# [Data]
━━━━

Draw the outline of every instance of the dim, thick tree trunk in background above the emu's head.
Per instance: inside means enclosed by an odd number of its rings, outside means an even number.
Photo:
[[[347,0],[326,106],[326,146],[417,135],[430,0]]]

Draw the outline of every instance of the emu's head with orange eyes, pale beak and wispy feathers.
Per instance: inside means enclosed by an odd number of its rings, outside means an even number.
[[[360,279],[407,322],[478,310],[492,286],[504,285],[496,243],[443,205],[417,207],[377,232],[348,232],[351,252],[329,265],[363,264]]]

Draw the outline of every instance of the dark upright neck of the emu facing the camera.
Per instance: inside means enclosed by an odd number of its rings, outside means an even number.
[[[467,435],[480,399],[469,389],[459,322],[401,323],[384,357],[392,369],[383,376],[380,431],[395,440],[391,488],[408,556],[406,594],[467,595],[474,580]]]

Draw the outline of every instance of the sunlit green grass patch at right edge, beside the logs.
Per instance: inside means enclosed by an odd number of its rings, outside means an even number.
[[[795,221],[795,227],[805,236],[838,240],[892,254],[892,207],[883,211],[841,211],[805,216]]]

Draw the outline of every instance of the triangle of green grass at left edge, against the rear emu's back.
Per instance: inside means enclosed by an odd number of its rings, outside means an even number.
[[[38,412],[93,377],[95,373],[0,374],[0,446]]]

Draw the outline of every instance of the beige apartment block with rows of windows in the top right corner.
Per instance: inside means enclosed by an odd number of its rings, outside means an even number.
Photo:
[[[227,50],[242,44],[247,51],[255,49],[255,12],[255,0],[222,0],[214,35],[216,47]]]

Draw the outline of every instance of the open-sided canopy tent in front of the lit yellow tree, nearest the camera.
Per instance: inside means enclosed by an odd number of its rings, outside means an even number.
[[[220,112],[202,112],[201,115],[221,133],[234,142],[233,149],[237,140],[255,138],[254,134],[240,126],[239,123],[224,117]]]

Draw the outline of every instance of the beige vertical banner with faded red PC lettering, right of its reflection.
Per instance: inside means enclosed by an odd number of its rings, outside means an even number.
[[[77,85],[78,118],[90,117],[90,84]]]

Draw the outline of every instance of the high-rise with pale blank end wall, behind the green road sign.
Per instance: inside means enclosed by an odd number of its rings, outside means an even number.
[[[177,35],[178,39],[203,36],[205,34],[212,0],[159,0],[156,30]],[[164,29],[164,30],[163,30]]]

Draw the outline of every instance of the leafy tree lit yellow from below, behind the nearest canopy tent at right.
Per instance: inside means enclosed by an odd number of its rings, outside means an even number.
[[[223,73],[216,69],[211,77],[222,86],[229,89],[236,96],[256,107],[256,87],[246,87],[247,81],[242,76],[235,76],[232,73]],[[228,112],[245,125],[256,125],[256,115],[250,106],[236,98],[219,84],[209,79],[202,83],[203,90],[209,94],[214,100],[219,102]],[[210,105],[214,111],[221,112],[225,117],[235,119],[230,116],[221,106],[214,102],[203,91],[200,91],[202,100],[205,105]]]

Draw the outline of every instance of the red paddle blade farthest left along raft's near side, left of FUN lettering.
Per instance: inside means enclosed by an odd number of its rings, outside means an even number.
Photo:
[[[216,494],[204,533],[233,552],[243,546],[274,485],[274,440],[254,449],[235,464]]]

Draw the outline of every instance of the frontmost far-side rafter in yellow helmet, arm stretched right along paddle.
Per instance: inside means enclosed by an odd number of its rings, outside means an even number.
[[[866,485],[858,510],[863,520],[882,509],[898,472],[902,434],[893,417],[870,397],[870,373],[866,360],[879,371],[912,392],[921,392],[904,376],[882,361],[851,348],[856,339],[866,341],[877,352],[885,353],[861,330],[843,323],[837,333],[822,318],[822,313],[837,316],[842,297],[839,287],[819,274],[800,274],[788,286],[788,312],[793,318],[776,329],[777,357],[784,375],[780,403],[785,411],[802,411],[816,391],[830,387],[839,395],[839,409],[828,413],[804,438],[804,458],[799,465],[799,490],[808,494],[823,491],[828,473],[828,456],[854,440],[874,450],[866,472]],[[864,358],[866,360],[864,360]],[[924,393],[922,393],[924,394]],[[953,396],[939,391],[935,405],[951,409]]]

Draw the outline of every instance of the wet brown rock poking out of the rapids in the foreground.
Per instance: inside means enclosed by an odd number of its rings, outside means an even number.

━━━━

Write the data out in full, matching every line exactly.

Draw the outline of every instance of the dim, thick tree trunk in background above the emu's head.
Per instance: inside means enclosed by an odd number of its rings, outside means an even number.
Photo:
[[[347,0],[326,106],[326,146],[417,135],[430,0]]]

Draw the outline of every instance of the emu's head with orange eyes, pale beak and wispy feathers.
Per instance: inside means enclosed by an odd number of its rings, outside means an even number.
[[[360,279],[407,322],[478,310],[492,286],[504,285],[496,243],[443,205],[417,207],[377,232],[348,232],[351,252],[329,265],[363,264]]]

Draw the outline of every instance of the dark upright neck of the emu facing the camera.
Per instance: inside means enclosed by an odd number of its rings, outside means an even number.
[[[467,435],[480,399],[469,389],[459,322],[401,323],[384,357],[392,369],[383,376],[380,431],[395,440],[391,488],[408,556],[406,594],[467,595],[474,580]]]

Draw the outline of every instance of the sunlit green grass patch at right edge, beside the logs.
Per instance: inside means enclosed by an odd number of its rings, outside means an even number.
[[[795,221],[795,227],[805,236],[838,240],[892,254],[892,207],[883,211],[841,211],[805,216]]]

Draw the outline of every instance of the triangle of green grass at left edge, against the rear emu's back.
Per instance: inside means enclosed by an odd number of its rings, outside means an even number.
[[[38,412],[93,377],[95,373],[0,374],[0,446]]]

Draw the outline of every instance of the beige apartment block with rows of windows in the top right corner.
Per instance: inside means enclosed by an odd number of its rings, outside means an even number.
Photo:
[[[227,50],[242,44],[247,51],[255,49],[255,12],[255,0],[222,0],[214,35],[216,47]]]

Draw the outline of every instance of the open-sided canopy tent in front of the lit yellow tree, nearest the camera.
Per instance: inside means enclosed by an odd number of its rings, outside means an even number.
[[[220,112],[202,112],[201,115],[221,133],[234,142],[233,149],[237,140],[255,138],[254,134],[240,126],[239,123],[224,117]]]

Draw the outline of every instance of the beige vertical banner with faded red PC lettering, right of its reflection.
Per instance: inside means enclosed by an odd number of its rings, outside means an even number.
[[[77,85],[78,118],[90,117],[90,84]]]

Draw the outline of every instance of the high-rise with pale blank end wall, behind the green road sign.
Per instance: inside means enclosed by an odd number of its rings, outside means an even number.
[[[177,35],[178,39],[203,36],[205,34],[212,0],[159,0],[156,30]],[[164,29],[164,30],[163,30]]]

Draw the outline of every instance of the leafy tree lit yellow from below, behind the nearest canopy tent at right.
Per instance: inside means enclosed by an odd number of its rings, outside means an even number.
[[[223,73],[216,69],[211,77],[222,86],[229,89],[236,96],[256,107],[256,87],[246,87],[247,81],[242,76],[235,76],[232,73]],[[228,112],[245,125],[256,125],[256,115],[250,106],[236,98],[219,84],[209,79],[202,83],[203,90],[209,94],[214,100],[219,102]],[[210,105],[214,111],[221,112],[225,117],[235,119],[230,116],[221,106],[214,102],[203,91],[200,91],[202,100],[205,105]]]

Draw the outline of every instance of the red paddle blade farthest left along raft's near side, left of FUN lettering.
Per instance: inside means enclosed by an odd number of its rings, outside means an even number.
Photo:
[[[216,494],[204,533],[233,552],[243,546],[274,485],[274,440],[254,449],[235,464]]]

Draw the outline of every instance of the frontmost far-side rafter in yellow helmet, arm stretched right along paddle.
Per instance: inside means enclosed by an odd number of its rings, outside means an even number.
[[[866,485],[858,510],[863,520],[882,509],[898,472],[902,434],[893,417],[870,397],[870,373],[866,360],[879,371],[912,392],[921,392],[904,376],[882,361],[851,348],[856,339],[866,341],[877,352],[885,353],[861,330],[843,323],[837,333],[822,318],[822,313],[837,316],[842,297],[839,287],[819,274],[800,274],[788,286],[788,312],[793,318],[776,329],[777,357],[784,375],[780,403],[785,411],[802,411],[816,391],[830,387],[839,395],[839,409],[828,413],[804,438],[804,458],[799,465],[799,490],[808,494],[823,491],[828,473],[828,456],[854,440],[874,450],[866,472]],[[864,358],[866,360],[864,360]],[[924,393],[922,393],[924,394]],[[953,396],[939,391],[935,405],[951,409]]]

Draw the outline of every instance of the wet brown rock poking out of the rapids in the foreground.
Per instance: inside means enclosed by an odd number of its rings, outside means an even number.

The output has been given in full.